EXERCISE OBJECTIVE: Return the stretch of lines from the one containing "Mark every instance of the blue jersey" through the end of the lines as a JSON list of strings, one string per line, with blank lines skipped. Leave the pictures out of the list.

DATA LISTING:
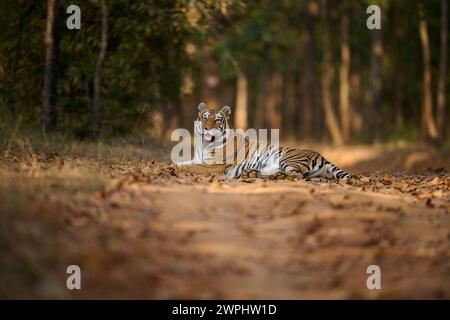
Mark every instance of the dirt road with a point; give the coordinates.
(150, 231)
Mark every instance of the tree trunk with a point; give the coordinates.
(98, 70)
(330, 116)
(240, 116)
(273, 102)
(375, 82)
(442, 82)
(428, 125)
(344, 75)
(289, 103)
(308, 85)
(49, 93)
(211, 82)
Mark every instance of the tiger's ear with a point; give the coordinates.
(226, 110)
(201, 106)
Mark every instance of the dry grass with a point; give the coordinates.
(138, 228)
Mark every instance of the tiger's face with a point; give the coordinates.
(213, 123)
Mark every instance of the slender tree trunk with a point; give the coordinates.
(98, 70)
(442, 82)
(289, 103)
(428, 125)
(330, 116)
(344, 75)
(49, 93)
(260, 114)
(240, 116)
(376, 82)
(273, 101)
(308, 81)
(211, 84)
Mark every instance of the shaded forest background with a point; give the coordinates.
(311, 68)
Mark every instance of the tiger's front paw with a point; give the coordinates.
(250, 173)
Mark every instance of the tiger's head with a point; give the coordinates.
(212, 124)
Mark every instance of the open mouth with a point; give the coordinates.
(209, 138)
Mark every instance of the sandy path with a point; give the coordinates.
(153, 232)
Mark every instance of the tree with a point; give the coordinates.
(330, 116)
(344, 79)
(442, 82)
(98, 69)
(240, 116)
(429, 129)
(49, 94)
(376, 83)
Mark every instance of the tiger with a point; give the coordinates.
(260, 160)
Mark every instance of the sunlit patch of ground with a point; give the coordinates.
(142, 229)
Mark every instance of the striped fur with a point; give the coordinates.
(265, 161)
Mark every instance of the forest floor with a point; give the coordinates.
(141, 229)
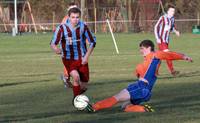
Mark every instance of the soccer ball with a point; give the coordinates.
(81, 102)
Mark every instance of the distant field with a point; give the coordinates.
(31, 92)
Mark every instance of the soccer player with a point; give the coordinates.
(65, 77)
(73, 49)
(140, 91)
(162, 29)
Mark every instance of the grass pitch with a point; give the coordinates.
(31, 92)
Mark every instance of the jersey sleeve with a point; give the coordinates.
(57, 36)
(157, 27)
(169, 55)
(173, 27)
(90, 36)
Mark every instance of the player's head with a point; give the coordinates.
(74, 15)
(146, 46)
(170, 10)
(72, 5)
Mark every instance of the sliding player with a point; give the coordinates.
(75, 54)
(140, 91)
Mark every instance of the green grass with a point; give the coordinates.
(31, 92)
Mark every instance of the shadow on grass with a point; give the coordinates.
(36, 116)
(21, 83)
(182, 74)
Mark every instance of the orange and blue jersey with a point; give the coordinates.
(146, 72)
(163, 28)
(72, 40)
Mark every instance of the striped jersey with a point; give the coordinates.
(148, 69)
(163, 28)
(72, 41)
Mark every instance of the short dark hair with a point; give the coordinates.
(171, 6)
(147, 43)
(74, 10)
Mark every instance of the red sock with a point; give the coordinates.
(170, 65)
(76, 90)
(106, 103)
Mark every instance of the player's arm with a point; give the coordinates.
(172, 56)
(173, 28)
(56, 39)
(157, 29)
(92, 42)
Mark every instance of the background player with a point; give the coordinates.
(75, 54)
(162, 29)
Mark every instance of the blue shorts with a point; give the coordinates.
(139, 92)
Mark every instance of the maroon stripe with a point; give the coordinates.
(63, 42)
(162, 28)
(166, 35)
(59, 35)
(70, 46)
(78, 42)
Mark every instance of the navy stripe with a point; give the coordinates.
(70, 46)
(78, 42)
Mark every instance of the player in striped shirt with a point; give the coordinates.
(162, 29)
(65, 76)
(140, 91)
(73, 49)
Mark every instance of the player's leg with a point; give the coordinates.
(109, 102)
(139, 93)
(164, 47)
(66, 78)
(84, 77)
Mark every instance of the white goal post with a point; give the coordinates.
(113, 37)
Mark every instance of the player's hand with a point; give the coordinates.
(177, 33)
(158, 41)
(84, 60)
(57, 51)
(187, 58)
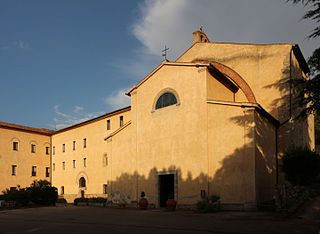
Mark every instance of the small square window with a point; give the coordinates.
(47, 171)
(14, 169)
(15, 145)
(85, 143)
(33, 148)
(105, 189)
(121, 121)
(34, 171)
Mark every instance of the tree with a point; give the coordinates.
(301, 166)
(309, 91)
(313, 14)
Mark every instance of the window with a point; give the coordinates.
(82, 182)
(33, 148)
(105, 189)
(15, 146)
(47, 172)
(34, 171)
(85, 143)
(166, 99)
(121, 121)
(14, 169)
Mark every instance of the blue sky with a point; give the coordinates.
(62, 62)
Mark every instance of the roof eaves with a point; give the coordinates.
(118, 130)
(94, 119)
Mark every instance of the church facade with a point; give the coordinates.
(214, 122)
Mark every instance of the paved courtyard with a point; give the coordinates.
(73, 219)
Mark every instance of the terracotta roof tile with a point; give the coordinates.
(25, 128)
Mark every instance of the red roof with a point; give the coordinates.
(25, 128)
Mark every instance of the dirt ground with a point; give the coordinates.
(72, 219)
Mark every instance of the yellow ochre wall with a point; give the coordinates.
(267, 70)
(95, 153)
(23, 158)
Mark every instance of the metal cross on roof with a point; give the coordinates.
(164, 54)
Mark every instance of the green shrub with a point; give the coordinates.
(301, 166)
(19, 195)
(42, 193)
(61, 200)
(80, 199)
(209, 204)
(97, 199)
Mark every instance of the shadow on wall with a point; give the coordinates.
(293, 130)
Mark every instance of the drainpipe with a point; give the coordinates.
(276, 155)
(290, 83)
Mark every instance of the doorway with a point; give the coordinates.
(166, 188)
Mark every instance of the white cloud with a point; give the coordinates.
(77, 116)
(118, 99)
(171, 23)
(22, 44)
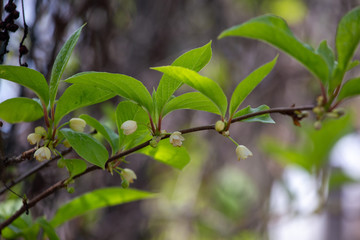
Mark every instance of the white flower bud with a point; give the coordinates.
(219, 126)
(34, 138)
(77, 124)
(129, 127)
(41, 131)
(243, 152)
(128, 175)
(42, 154)
(176, 139)
(66, 143)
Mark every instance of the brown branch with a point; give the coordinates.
(61, 184)
(33, 170)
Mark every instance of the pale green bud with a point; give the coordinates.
(317, 125)
(66, 143)
(128, 174)
(176, 139)
(129, 127)
(34, 138)
(42, 154)
(77, 124)
(219, 126)
(41, 131)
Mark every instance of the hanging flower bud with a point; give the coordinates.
(317, 125)
(41, 131)
(128, 175)
(243, 152)
(33, 138)
(77, 124)
(176, 139)
(66, 143)
(42, 154)
(219, 126)
(129, 127)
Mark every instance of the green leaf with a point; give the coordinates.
(350, 88)
(119, 84)
(127, 110)
(28, 78)
(87, 147)
(328, 55)
(166, 153)
(347, 37)
(205, 85)
(246, 86)
(194, 59)
(77, 96)
(48, 229)
(101, 198)
(109, 135)
(16, 110)
(353, 64)
(275, 31)
(191, 100)
(74, 166)
(60, 63)
(264, 118)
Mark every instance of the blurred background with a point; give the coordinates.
(300, 183)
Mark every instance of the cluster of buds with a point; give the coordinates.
(77, 124)
(128, 176)
(34, 138)
(220, 127)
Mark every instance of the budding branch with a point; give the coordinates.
(61, 184)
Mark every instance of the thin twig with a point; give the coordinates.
(61, 184)
(33, 170)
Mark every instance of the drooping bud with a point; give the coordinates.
(77, 124)
(42, 154)
(317, 125)
(41, 131)
(66, 143)
(154, 141)
(176, 139)
(243, 152)
(128, 174)
(226, 133)
(219, 126)
(33, 138)
(129, 127)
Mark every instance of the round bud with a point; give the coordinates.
(42, 154)
(70, 190)
(41, 131)
(124, 183)
(77, 124)
(129, 127)
(33, 138)
(317, 125)
(219, 126)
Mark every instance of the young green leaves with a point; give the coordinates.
(60, 63)
(194, 59)
(347, 40)
(275, 31)
(28, 78)
(246, 86)
(205, 85)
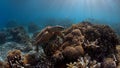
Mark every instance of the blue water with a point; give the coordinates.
(38, 11)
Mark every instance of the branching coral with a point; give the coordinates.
(84, 62)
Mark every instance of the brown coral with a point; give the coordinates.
(14, 59)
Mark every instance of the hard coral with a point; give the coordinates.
(109, 63)
(2, 37)
(14, 59)
(72, 53)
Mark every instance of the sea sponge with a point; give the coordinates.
(57, 56)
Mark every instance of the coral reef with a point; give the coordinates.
(32, 27)
(82, 45)
(2, 37)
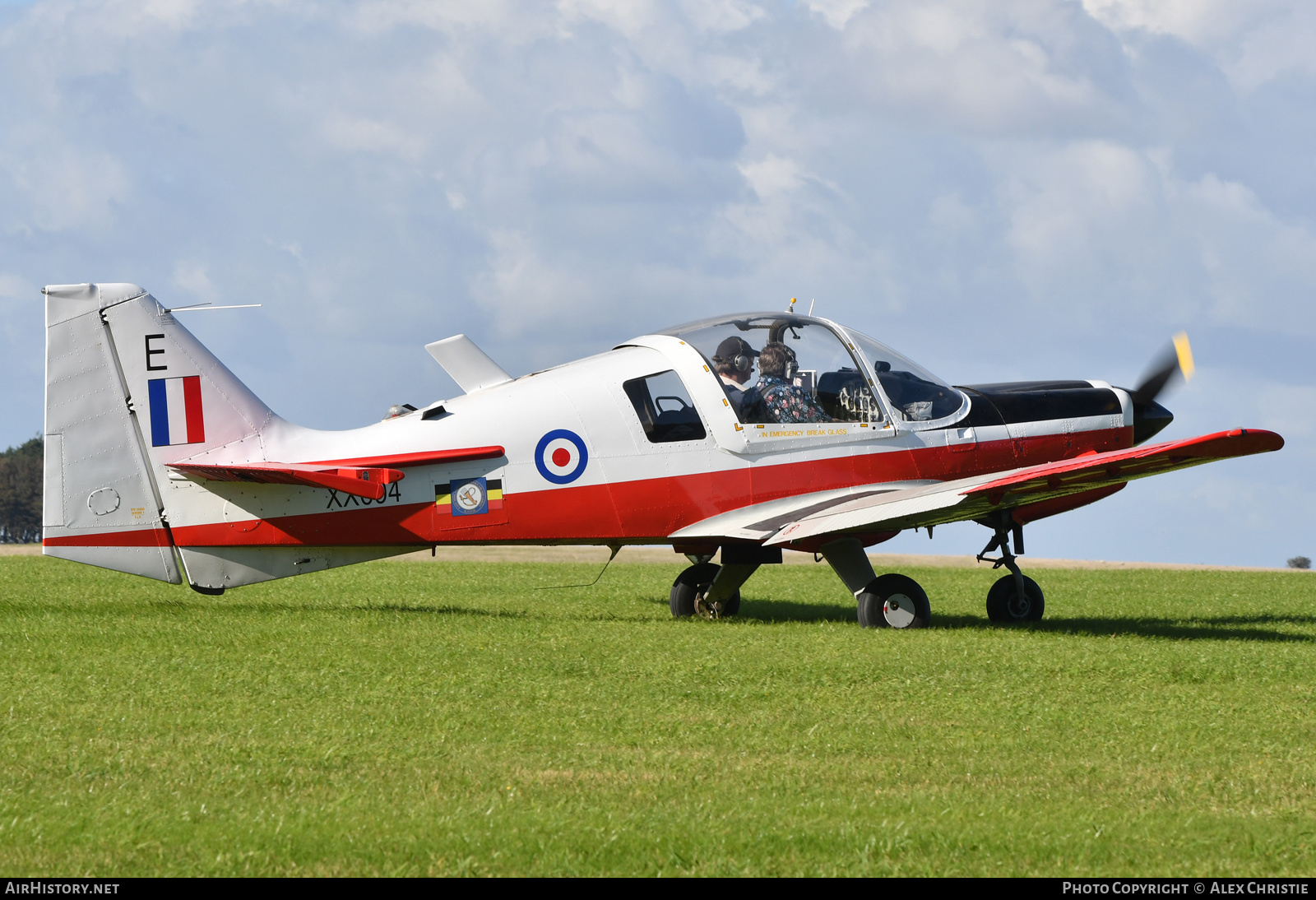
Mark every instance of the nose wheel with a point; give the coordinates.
(1013, 597)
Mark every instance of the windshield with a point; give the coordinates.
(776, 368)
(916, 395)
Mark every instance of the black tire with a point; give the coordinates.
(1004, 607)
(690, 588)
(894, 601)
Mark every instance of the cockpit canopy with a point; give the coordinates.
(836, 370)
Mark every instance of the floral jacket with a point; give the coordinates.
(787, 403)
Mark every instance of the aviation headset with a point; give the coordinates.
(741, 362)
(793, 366)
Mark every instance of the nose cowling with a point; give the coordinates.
(1148, 420)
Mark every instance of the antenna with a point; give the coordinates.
(207, 307)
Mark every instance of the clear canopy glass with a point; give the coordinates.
(827, 370)
(915, 394)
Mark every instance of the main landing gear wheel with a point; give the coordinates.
(1006, 605)
(691, 587)
(894, 601)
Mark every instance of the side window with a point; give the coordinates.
(665, 408)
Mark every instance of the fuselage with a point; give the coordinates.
(616, 483)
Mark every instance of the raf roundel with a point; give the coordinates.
(561, 457)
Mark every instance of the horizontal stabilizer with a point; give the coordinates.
(427, 458)
(467, 364)
(359, 482)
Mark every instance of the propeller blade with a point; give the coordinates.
(1177, 358)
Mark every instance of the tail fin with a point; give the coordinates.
(129, 390)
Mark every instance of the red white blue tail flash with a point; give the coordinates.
(177, 411)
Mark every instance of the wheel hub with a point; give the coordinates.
(899, 610)
(1019, 605)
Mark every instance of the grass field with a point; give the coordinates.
(408, 717)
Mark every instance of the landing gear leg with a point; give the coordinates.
(1013, 597)
(710, 591)
(887, 601)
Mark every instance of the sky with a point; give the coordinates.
(1000, 190)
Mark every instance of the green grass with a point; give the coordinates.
(449, 719)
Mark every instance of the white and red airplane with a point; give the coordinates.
(160, 462)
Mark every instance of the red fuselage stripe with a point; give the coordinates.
(645, 509)
(140, 537)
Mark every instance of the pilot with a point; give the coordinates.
(781, 399)
(734, 364)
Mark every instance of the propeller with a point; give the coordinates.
(1173, 360)
(1149, 416)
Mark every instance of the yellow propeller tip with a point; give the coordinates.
(1184, 350)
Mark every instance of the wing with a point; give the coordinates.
(1031, 492)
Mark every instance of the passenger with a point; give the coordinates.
(734, 364)
(783, 401)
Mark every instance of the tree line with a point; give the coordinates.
(20, 492)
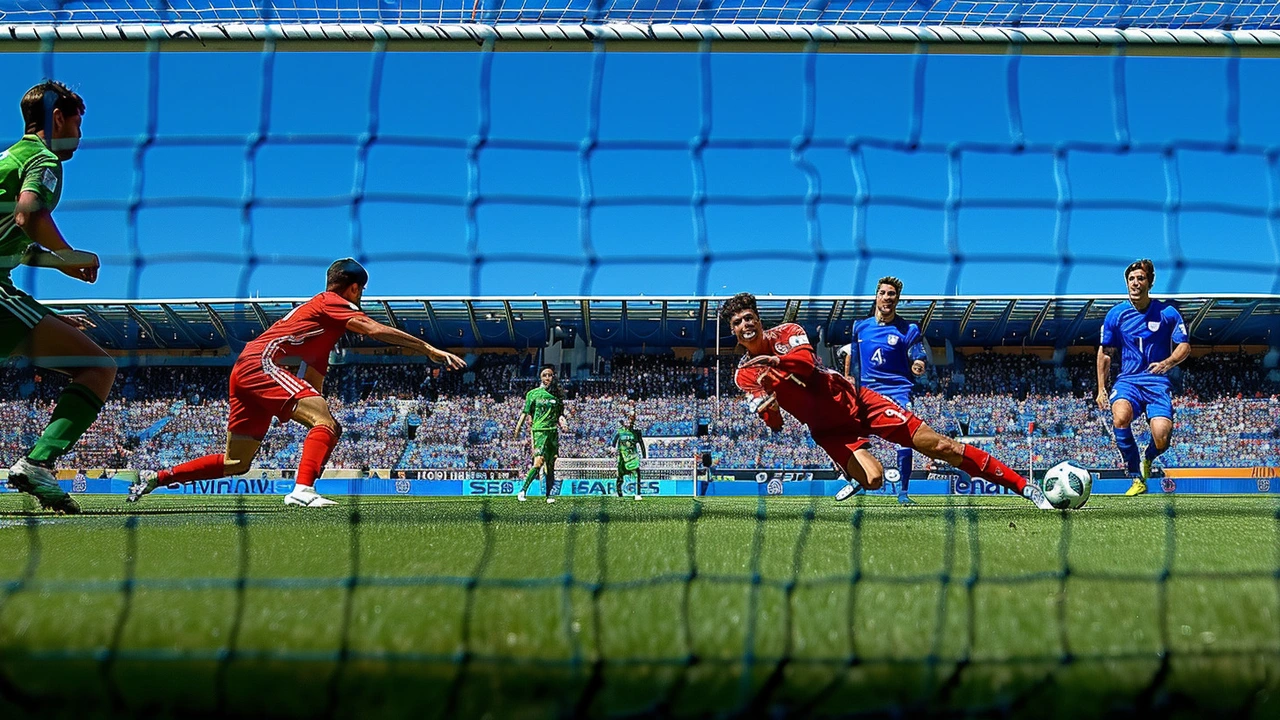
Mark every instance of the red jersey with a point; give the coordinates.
(827, 399)
(309, 332)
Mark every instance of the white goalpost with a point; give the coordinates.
(661, 477)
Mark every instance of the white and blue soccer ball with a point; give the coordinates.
(1066, 486)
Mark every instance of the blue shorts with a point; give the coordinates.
(1152, 396)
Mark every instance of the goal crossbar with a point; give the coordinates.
(639, 36)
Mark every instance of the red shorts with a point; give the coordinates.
(874, 415)
(261, 393)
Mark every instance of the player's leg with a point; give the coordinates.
(236, 460)
(976, 461)
(905, 458)
(323, 436)
(1127, 404)
(551, 454)
(1160, 419)
(27, 328)
(536, 443)
(849, 452)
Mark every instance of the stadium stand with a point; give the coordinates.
(1229, 404)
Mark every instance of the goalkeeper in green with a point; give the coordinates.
(31, 185)
(630, 445)
(544, 406)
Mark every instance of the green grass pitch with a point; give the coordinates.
(603, 607)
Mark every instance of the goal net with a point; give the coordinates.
(494, 150)
(661, 477)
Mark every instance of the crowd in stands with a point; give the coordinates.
(1019, 406)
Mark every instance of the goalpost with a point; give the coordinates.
(662, 477)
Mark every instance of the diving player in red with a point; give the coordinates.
(780, 372)
(261, 390)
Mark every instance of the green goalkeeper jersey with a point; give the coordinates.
(27, 165)
(630, 445)
(544, 408)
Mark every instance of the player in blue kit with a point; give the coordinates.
(1152, 340)
(890, 356)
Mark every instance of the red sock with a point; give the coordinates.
(208, 468)
(315, 452)
(981, 464)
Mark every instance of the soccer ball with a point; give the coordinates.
(1066, 486)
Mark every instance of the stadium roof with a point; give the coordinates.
(661, 322)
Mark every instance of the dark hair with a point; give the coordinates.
(1143, 264)
(40, 103)
(554, 388)
(736, 304)
(890, 281)
(344, 273)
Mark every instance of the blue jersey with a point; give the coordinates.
(886, 352)
(1143, 337)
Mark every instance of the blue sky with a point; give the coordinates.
(196, 238)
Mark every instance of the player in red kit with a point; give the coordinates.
(780, 372)
(261, 390)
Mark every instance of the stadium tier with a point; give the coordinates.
(1013, 374)
(592, 209)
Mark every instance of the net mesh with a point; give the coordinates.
(688, 607)
(1146, 14)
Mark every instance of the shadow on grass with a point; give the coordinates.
(512, 688)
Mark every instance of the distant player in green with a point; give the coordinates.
(544, 405)
(31, 185)
(630, 445)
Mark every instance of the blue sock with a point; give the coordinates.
(1128, 450)
(904, 468)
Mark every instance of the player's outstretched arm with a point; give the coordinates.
(366, 326)
(1182, 351)
(37, 222)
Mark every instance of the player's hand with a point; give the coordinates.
(80, 264)
(759, 405)
(449, 360)
(762, 360)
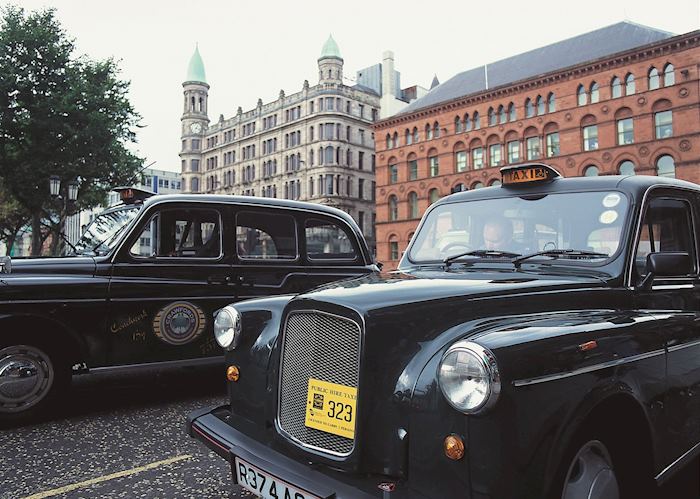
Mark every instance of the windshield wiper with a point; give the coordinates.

ANSWER TO THE PROBLEM:
[
  "Mark every instance of the blue jersey with a point; give the coordinates.",
  "(886, 352)",
  "(1143, 337)",
  "Mark every instance of the blue sky with a point; give the coordinates.",
  "(196, 238)",
  "Mark every instance of the player in red kit with a point; give the coordinates.",
  "(780, 372)",
  "(261, 390)",
  "Mark every instance of the stadium tier with a point; give the coordinates.",
  "(1013, 374)",
  "(592, 209)",
  "Mark every instance of the net mesh with a point; give the coordinates.",
  "(688, 607)",
  "(1146, 14)",
  "Mark every instance of the shadow on grass with a point; give the coordinates.",
  "(512, 688)",
  "Mark every instance of the distant player in green with a point; give the coordinates.",
  "(544, 405)",
  "(31, 185)",
  "(630, 445)",
  "Mark every instance of the blue sock with a point; give the coordinates.",
  "(1128, 450)",
  "(904, 468)",
  "Mark every instance of the player's outstretched arm with a point; give the coordinates.",
  "(366, 326)",
  "(1182, 351)",
  "(37, 222)",
  "Mark every instance of the player's hand with a point; give the coordinates.",
  "(80, 264)",
  "(759, 405)",
  "(449, 360)",
  "(762, 360)",
  "Mark every instance of the windshield wiper with a point; give the coordinates."
]